■ DATOS DEL EJERCICIO
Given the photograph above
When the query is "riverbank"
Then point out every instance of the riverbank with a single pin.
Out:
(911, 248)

■ QUÉ HACER
Reproduce las líneas de arriba tal cual, sin cambiar nada.

■ RESULTADO
Given the photograph above
When the query is "riverbank"
Then point out every instance of the riverbank with a single pin.
Out:
(911, 248)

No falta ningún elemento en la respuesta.